Transcribe only the part of the listing below that begins at the line containing "indicate the blue balloon, one" and runs to its final line, keeping both ends.

(Stored records)
*-*-*

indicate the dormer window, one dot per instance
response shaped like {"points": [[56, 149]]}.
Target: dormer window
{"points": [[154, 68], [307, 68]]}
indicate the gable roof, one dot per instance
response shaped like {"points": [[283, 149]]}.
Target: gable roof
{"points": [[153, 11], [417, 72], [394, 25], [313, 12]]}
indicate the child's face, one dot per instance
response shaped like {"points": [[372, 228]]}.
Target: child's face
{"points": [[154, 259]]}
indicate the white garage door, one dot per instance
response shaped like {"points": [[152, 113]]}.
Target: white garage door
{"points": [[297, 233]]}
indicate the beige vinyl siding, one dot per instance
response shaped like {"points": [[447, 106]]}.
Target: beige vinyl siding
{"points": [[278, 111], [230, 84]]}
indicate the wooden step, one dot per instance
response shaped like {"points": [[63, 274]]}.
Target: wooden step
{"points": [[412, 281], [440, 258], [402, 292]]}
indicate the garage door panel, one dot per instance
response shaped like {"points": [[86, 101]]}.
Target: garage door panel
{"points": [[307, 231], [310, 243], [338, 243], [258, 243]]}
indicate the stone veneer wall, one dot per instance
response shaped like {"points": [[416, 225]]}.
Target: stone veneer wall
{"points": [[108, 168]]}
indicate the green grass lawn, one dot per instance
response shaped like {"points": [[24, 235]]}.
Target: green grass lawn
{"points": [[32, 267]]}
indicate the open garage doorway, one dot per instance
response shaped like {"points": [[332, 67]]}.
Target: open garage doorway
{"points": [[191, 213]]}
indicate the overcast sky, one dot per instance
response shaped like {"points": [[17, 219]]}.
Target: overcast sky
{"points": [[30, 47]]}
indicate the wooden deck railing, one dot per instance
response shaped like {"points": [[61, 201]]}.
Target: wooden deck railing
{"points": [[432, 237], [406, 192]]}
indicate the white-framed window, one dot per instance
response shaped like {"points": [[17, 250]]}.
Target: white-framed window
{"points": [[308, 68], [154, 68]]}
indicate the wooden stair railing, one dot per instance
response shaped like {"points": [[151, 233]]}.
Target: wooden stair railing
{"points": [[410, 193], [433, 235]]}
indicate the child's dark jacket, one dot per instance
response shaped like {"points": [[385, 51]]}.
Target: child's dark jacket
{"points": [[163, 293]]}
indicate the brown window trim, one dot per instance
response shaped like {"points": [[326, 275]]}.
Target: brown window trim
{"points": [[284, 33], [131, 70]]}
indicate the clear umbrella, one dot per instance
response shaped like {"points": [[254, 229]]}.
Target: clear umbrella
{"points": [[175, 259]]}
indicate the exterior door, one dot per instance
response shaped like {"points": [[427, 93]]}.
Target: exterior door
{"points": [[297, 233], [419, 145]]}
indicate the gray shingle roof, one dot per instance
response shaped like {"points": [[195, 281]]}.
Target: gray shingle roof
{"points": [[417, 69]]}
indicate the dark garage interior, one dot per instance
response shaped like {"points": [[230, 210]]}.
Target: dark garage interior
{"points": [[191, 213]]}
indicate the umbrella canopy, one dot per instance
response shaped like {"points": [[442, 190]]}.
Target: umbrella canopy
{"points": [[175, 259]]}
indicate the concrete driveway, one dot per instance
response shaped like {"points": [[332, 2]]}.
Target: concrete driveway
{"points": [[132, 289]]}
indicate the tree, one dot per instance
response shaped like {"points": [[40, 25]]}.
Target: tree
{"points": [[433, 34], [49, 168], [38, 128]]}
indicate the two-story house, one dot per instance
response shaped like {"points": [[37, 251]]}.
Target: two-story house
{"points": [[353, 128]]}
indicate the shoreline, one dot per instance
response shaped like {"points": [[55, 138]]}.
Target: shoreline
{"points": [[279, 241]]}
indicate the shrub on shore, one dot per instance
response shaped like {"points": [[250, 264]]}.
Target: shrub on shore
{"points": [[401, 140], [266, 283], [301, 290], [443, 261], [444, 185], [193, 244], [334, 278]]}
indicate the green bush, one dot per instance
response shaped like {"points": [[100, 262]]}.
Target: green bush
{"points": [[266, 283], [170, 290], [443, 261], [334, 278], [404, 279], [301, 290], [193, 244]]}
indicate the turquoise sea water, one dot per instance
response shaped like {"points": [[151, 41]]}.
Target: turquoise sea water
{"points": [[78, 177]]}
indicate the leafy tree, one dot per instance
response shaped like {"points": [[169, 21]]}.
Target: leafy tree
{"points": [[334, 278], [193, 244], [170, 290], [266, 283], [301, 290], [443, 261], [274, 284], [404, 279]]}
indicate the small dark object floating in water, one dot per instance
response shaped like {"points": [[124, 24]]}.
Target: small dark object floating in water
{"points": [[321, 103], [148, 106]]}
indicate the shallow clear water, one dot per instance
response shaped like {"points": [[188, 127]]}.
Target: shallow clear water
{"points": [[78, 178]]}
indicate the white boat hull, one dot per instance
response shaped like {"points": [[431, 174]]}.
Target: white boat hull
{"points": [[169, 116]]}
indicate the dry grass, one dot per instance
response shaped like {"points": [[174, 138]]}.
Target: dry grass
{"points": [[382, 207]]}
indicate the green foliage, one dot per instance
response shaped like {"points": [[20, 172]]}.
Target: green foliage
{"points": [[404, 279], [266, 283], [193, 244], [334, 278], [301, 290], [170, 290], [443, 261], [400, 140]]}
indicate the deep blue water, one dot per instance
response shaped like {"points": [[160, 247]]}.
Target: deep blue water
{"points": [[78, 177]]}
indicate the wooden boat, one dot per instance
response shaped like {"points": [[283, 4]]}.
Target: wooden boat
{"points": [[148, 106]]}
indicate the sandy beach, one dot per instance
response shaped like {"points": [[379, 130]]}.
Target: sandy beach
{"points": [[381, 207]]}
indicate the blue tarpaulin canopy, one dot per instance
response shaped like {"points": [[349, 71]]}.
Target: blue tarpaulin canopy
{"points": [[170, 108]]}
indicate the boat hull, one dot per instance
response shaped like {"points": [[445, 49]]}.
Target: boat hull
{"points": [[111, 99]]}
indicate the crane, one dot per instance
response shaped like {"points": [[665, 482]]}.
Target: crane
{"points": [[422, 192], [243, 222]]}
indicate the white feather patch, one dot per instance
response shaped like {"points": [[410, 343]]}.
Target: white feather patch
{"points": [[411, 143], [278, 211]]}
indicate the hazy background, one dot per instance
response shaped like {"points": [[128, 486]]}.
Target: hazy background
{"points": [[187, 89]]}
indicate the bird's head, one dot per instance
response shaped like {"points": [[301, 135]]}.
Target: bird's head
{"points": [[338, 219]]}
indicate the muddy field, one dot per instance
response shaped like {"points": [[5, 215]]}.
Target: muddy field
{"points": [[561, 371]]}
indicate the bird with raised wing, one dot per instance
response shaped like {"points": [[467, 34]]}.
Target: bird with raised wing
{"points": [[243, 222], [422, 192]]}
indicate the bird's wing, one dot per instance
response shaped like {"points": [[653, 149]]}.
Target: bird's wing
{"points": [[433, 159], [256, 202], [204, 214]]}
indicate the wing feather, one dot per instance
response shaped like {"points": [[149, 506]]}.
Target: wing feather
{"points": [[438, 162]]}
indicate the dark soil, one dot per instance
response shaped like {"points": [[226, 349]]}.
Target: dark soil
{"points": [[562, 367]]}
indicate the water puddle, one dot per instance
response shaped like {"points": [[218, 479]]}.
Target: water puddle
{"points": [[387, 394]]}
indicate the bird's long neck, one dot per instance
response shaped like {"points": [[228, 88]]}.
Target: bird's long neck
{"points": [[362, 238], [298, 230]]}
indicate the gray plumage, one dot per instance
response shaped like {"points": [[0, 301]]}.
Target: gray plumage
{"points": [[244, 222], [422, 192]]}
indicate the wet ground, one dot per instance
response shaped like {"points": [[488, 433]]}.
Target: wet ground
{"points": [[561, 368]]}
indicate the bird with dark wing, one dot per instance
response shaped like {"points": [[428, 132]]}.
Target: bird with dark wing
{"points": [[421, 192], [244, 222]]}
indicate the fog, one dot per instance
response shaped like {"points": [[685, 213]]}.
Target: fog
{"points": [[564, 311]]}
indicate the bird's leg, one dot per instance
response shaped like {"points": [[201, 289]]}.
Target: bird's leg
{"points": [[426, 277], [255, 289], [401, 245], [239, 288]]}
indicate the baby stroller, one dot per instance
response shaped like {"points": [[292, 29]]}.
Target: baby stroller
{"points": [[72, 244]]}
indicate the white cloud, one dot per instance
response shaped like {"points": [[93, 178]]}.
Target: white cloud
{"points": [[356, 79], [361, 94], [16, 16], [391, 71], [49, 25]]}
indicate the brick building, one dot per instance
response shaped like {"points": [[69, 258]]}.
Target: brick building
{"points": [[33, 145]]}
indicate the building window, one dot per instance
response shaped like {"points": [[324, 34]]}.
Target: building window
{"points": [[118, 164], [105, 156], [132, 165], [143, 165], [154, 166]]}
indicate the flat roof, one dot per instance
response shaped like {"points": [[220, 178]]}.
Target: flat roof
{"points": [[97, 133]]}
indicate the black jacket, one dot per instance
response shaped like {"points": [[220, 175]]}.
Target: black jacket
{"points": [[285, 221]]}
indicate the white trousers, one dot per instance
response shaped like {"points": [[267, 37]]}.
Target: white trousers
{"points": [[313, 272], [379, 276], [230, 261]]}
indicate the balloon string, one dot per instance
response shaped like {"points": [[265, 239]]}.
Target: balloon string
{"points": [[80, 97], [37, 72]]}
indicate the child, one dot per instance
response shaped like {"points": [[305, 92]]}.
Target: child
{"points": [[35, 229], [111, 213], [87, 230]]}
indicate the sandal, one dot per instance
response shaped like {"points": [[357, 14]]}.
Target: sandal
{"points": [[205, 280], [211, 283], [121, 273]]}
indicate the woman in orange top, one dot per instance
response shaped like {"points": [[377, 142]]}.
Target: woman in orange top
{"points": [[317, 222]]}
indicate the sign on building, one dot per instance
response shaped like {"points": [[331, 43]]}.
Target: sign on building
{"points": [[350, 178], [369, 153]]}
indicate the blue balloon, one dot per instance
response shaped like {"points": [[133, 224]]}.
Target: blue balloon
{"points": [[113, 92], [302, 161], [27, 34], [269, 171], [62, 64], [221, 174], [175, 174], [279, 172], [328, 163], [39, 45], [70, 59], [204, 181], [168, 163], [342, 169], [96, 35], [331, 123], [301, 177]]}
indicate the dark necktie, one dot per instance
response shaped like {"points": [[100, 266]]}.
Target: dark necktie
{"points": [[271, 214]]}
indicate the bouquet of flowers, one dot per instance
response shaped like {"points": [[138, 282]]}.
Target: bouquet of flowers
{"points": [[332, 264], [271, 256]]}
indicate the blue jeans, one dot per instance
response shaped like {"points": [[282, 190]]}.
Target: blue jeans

*-*-*

(Task answer)
indicate the blue balloon, one dot per instance
response shaped like {"points": [[133, 224]]}.
Target: blue balloon
{"points": [[113, 92], [302, 161], [27, 34], [269, 171], [62, 64], [221, 174], [175, 174], [279, 172], [328, 163], [39, 45], [70, 59], [204, 181], [168, 163], [342, 169], [96, 35], [331, 123], [301, 177]]}
indicate the dark necktie, one dot per instance
response shaped like {"points": [[100, 266]]}.
Target: dark necktie
{"points": [[271, 214]]}
indicate the bouquet of flowers, one dot per instance
response shaped like {"points": [[138, 282]]}.
Target: bouquet of flowers
{"points": [[332, 264], [271, 256]]}
indicate the blue jeans, one dot per instance
response shaped like {"points": [[282, 190]]}.
Target: blue jeans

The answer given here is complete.